The U.S. military's ground and air assault of Fallujah has gone quicker than expected, with the entire city occupied after six days of fighting, the Marine commander who planned the offensive said Sunday. The military said 38 Americans have been killed in the siege.

Marine Maj. Gen. Richard Natonski said he and other commanders learned from April's failed three-week Marine assault on Fallujah, which was called off by President Bush's administration after a worldwide outcry over civilian deaths. This time, the military sent in six times as many troops and 20 types of aircraft. Troops also faked attacks before the assault to confuse enemy fighters.

"Maybe we learned from April," Natonski said in an interview with The Associated Press. "We learned we can't do it piecemeal. When we go in, we go all the way through. We had the green light this time and we went all the way.

"Had we done in April what we did now, the results would've been the same."

Natonski spoke during a visit to the 1st Cavalry Division's 2nd Brigade, the unit charged with isolating Fallujah under a security cordon.

More than 1,200 insurgents have been killed during the operation, he said.

--

- What you need to do
A - Answer these from the article on the Fallujah assault:
(i) After how many days of fighting was the entire city occupied?
(ii) How long did April's failed Marine assault on Fallujah last?
(iii) How many insurgents did Natonski say have been killed during the operation?
B - Write a continuation of the article on the Fallujah assault, picking up after its last sentence.

--

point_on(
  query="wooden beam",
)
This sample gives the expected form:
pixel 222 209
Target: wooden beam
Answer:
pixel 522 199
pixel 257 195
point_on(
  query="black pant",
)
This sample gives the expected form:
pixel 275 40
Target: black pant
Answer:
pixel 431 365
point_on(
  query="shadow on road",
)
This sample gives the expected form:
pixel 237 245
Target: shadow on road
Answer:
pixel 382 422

--

- Exercise responses
A -
(i) Six days.
(ii) Three weeks.
(iii) More than 1,200.

B -
The offensive has killed at least 38 American troops and six Iraqi soldiers, said Lt. Gen. John Sattler, commander of the 1st Marine Expeditionary Force. The 275 Americans have been wounded, 60 have returned to duty already.

Rebel attacks elsewhere — especially in the northern city of Mosul — have forced the Americans to shift troops away from Fallujah.

Exploiting the redeployment, insurgents stepped up attacks in areas outside Fallujah, including a bombing that killed two Marines on the outskirts of the former rebel bastion 40 miles west of Baghdad.

On Sunday, Marines and Army units were still battling gritty bands of defenders scattered in buildings and bunkers across the Sunni Muslim stronghold. Behind them, Iraqi troops were enmeshed in the painstaking task of clearing weapons and fighters from every room of Fallujah's estimated 50,000 buildings.

U.S. forces now occupy — but have yet to subdue — the entire city. It still could take several days of fighting to clear the final pockets of resistance, the military said.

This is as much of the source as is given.